AIM:
Rewrite the data below as a numbered list, omitting any blank lines.

——

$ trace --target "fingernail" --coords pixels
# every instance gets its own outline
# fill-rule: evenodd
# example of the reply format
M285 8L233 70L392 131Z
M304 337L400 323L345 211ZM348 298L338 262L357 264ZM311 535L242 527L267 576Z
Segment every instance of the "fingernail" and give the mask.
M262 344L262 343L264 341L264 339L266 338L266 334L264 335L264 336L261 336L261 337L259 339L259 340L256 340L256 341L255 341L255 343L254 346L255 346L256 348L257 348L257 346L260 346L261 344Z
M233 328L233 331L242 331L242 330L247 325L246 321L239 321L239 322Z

——

FULL ANSWER:
1. $ trace --target "fingernail" --coords pixels
2. # every instance gets its own outline
3. # fill-rule: evenodd
4. # example of the reply format
5. M285 8L233 70L392 131Z
6. M304 337L400 323L345 211ZM348 298L338 262L357 264ZM311 535L242 527L267 576Z
7. Segment every instance of the "fingernail" and give the mask.
8. M262 344L262 343L264 341L264 339L266 338L266 334L264 335L264 336L261 336L261 337L259 339L259 340L256 340L256 341L255 341L255 343L254 346L255 346L256 348L257 348L257 346L260 346L261 344Z
9. M233 328L233 331L242 331L242 330L247 325L246 321L239 321L239 322Z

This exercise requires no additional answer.